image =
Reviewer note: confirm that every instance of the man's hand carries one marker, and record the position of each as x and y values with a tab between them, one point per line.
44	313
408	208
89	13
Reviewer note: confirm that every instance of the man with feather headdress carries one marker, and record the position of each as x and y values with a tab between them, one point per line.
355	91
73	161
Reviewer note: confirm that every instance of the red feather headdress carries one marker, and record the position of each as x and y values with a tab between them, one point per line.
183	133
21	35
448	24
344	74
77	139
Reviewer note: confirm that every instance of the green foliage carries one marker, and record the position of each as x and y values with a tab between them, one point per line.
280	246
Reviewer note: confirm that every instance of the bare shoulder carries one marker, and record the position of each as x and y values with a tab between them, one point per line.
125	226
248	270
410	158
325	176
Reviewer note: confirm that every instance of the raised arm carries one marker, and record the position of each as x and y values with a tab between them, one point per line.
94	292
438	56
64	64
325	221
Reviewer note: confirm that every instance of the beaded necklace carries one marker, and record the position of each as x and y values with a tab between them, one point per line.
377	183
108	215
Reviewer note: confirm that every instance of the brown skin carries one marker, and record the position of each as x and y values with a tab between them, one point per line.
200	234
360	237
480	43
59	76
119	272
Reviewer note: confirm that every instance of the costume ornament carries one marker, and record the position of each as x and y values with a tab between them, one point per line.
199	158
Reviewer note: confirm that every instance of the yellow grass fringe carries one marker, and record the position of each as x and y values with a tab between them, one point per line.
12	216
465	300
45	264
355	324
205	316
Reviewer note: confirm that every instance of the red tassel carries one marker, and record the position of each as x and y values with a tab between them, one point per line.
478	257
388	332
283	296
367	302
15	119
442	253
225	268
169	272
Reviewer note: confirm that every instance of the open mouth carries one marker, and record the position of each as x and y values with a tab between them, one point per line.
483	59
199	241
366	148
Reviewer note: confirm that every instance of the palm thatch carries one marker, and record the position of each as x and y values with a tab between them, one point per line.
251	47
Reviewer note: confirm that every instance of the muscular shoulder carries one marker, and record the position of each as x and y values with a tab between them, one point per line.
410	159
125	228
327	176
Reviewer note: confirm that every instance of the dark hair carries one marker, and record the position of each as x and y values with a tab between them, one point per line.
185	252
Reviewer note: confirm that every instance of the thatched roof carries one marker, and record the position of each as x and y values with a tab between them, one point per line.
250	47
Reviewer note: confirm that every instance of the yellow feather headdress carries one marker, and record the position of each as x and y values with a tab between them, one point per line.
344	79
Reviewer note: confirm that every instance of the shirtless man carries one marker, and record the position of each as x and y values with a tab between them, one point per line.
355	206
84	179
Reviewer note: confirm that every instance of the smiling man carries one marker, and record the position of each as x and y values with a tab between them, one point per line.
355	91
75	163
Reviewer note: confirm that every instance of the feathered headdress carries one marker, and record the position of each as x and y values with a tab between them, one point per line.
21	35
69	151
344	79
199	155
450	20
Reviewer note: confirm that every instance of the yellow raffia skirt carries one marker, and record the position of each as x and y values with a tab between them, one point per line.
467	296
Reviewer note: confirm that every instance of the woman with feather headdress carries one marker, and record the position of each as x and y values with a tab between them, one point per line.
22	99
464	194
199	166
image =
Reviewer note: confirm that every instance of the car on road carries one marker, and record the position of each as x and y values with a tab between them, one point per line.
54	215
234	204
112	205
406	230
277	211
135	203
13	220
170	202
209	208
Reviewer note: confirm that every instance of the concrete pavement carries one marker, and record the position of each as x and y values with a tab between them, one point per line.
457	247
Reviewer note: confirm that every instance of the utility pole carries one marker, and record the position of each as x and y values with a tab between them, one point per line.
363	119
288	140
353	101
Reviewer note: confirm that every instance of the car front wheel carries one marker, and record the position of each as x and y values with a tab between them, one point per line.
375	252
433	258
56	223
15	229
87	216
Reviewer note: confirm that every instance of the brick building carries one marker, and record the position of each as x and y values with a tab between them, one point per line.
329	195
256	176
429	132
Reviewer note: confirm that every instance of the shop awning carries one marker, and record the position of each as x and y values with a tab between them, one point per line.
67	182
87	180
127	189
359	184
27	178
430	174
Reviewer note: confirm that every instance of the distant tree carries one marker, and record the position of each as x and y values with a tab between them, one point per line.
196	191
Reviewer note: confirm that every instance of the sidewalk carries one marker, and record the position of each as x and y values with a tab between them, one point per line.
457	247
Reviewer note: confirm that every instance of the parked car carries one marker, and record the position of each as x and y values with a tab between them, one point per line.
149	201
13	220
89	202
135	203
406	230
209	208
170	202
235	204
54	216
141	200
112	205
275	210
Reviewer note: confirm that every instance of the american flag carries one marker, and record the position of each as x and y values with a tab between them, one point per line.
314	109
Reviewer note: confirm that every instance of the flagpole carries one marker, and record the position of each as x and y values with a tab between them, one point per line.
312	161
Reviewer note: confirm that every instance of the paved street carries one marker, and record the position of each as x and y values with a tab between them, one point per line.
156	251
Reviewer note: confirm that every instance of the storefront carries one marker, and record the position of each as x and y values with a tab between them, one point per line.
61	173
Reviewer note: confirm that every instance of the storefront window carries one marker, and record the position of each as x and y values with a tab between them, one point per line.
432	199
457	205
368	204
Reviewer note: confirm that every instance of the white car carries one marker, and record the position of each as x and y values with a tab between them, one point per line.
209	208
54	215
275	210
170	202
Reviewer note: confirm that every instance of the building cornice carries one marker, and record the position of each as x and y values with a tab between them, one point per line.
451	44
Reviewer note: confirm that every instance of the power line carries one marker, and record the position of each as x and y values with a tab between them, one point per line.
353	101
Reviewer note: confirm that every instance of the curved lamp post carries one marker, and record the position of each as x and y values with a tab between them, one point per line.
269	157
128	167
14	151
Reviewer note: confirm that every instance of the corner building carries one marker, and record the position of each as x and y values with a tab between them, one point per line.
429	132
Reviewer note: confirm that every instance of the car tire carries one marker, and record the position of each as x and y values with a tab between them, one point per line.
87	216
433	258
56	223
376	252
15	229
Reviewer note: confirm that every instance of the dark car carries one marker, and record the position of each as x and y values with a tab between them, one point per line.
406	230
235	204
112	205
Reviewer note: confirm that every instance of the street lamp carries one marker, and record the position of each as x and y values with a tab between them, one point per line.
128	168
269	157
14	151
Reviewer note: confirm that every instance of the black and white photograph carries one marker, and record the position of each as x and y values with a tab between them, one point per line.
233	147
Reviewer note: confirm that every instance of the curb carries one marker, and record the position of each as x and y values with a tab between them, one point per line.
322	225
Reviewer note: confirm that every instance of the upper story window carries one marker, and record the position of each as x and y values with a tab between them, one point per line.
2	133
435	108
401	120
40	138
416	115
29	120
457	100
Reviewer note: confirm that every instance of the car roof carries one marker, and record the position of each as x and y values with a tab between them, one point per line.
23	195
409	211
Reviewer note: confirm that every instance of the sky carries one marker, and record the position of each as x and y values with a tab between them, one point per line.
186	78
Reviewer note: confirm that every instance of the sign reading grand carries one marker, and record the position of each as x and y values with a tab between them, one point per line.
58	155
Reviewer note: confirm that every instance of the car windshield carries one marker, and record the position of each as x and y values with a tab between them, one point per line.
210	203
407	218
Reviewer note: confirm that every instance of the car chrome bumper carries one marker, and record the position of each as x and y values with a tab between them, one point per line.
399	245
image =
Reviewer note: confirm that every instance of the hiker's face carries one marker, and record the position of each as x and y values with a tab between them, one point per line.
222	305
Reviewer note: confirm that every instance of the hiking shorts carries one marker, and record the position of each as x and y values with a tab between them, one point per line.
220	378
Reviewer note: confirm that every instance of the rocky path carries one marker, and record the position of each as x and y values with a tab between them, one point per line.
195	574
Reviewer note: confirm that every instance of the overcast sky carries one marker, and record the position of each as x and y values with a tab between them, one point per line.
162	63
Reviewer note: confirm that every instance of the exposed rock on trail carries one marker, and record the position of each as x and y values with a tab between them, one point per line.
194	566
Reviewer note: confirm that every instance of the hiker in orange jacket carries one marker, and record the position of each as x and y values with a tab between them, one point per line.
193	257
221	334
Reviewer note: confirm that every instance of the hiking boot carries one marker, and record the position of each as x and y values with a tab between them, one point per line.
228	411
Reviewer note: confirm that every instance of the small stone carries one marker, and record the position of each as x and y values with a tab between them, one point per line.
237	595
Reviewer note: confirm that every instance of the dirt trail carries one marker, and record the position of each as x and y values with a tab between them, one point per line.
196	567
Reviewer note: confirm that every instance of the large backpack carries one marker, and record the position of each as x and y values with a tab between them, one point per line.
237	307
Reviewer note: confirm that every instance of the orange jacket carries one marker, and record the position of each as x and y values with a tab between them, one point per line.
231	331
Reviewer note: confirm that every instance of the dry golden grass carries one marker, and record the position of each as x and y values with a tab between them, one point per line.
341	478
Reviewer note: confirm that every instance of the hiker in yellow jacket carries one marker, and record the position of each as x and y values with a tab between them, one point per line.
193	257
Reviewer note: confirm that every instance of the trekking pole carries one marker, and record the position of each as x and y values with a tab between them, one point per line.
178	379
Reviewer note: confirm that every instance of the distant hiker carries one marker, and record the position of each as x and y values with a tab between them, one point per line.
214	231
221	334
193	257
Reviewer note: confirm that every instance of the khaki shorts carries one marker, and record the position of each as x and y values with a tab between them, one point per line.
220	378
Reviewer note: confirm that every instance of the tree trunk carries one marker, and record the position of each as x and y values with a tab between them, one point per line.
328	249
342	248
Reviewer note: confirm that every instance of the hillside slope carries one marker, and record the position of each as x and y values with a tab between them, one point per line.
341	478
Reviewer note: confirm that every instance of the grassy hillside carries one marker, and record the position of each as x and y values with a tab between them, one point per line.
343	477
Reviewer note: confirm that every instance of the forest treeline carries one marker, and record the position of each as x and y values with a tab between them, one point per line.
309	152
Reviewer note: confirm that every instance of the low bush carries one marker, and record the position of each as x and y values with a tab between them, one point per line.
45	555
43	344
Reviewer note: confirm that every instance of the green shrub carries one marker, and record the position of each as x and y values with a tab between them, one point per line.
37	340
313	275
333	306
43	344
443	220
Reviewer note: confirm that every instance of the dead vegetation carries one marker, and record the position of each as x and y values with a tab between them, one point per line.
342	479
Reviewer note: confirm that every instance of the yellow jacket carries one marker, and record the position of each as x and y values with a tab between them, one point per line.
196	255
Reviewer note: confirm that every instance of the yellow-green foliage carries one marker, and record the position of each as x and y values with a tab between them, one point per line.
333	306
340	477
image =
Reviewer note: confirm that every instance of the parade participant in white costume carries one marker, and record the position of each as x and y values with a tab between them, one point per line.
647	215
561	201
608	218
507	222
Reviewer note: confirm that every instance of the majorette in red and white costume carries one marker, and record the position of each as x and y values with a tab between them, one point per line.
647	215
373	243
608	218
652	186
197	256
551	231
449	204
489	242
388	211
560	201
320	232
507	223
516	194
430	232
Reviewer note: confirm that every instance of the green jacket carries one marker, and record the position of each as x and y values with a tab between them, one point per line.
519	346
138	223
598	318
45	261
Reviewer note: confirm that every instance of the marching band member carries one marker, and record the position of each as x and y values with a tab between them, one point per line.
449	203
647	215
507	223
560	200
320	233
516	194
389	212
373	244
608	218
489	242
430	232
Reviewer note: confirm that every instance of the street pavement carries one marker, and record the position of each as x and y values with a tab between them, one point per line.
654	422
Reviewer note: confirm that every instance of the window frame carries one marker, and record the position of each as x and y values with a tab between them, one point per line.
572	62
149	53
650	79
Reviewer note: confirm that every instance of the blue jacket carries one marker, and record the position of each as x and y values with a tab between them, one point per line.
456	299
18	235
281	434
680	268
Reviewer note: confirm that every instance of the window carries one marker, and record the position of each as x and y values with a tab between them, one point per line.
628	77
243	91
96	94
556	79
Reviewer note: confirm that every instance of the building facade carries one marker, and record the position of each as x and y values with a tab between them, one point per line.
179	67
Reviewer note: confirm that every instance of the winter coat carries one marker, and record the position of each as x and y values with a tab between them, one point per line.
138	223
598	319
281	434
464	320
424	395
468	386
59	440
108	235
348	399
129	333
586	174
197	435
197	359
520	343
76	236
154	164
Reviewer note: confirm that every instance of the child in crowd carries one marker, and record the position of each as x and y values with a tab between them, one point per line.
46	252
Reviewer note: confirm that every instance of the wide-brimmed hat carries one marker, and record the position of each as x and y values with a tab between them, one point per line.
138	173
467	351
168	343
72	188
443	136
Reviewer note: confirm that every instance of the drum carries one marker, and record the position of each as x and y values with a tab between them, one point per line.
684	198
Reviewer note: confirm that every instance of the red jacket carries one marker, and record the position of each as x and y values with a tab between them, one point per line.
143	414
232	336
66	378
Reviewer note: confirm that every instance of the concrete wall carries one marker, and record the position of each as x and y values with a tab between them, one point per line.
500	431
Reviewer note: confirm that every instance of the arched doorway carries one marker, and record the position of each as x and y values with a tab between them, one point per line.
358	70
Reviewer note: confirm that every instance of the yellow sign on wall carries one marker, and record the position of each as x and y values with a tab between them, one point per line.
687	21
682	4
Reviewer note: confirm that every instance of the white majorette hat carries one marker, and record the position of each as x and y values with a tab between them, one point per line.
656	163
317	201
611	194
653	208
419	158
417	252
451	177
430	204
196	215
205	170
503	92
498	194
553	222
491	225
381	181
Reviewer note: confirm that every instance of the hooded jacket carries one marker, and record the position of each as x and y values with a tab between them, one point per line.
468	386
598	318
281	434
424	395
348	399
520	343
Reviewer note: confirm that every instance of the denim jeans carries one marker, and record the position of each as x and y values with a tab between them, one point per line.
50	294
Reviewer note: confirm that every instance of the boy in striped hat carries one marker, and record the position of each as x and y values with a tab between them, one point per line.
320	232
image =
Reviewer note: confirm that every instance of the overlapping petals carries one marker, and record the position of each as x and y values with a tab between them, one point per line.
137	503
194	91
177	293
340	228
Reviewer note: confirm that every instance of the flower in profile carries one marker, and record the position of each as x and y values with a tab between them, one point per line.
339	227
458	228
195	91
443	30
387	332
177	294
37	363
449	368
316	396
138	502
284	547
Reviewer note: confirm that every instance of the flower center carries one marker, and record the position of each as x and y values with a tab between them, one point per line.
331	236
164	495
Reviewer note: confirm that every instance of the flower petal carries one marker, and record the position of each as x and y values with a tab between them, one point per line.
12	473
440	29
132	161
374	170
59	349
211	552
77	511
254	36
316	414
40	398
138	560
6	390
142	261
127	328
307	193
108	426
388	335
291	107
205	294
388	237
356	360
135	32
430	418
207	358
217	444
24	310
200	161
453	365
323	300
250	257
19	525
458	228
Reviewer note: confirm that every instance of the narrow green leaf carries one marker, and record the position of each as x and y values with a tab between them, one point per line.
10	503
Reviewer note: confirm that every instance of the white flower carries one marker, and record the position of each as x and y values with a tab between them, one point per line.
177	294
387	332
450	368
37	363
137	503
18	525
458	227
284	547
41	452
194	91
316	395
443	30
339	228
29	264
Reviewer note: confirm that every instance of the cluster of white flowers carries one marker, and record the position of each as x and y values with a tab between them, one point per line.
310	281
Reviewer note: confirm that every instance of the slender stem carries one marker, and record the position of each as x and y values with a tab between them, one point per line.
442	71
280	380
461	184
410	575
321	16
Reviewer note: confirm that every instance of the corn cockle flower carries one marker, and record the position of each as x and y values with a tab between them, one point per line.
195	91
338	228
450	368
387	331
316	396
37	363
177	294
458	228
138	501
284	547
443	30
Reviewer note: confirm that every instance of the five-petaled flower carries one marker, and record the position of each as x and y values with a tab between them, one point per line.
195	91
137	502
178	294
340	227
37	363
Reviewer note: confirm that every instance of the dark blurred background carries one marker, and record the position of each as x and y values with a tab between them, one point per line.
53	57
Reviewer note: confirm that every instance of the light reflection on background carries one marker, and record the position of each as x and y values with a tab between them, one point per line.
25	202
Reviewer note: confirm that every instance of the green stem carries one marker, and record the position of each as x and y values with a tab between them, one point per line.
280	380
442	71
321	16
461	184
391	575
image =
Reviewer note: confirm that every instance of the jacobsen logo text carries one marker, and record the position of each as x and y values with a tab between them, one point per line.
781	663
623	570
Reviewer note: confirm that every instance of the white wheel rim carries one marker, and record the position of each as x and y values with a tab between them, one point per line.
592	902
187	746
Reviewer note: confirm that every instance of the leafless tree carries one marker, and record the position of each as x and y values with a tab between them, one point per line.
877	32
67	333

Request
Write the lines out verbatim, from the one with "Reviewer note: confirm that every instance of the light" through the last line of the entries, and stop there.

Answer to the problem
Reviewer note: confirm that every instance of the light reflection on background carries one marker, and record the position of each as x and y values with a tab between them, one point per line.
25	202
Reviewer note: confirm that every instance of the green stem carries one marker, and record the position of each as x and y values with a tab between them, one point per line.
280	380
442	71
321	16
461	184
391	575
image =
Reviewer note: confirm that every instance of the jacobsen logo text carries one marker, and record the position of each as x and y values with a tab between them, one point per line.
781	663
623	570
Reviewer note: confirm that every instance of the white wheel rim carries one marker, and record the position of each as x and y values with a tab between them, one point per line.
592	902
187	746
Reviewer note: confirm that every instance of the leafless tree carries one marker, and record the position of each as x and y values with a tab between them, one point per line.
877	32
67	333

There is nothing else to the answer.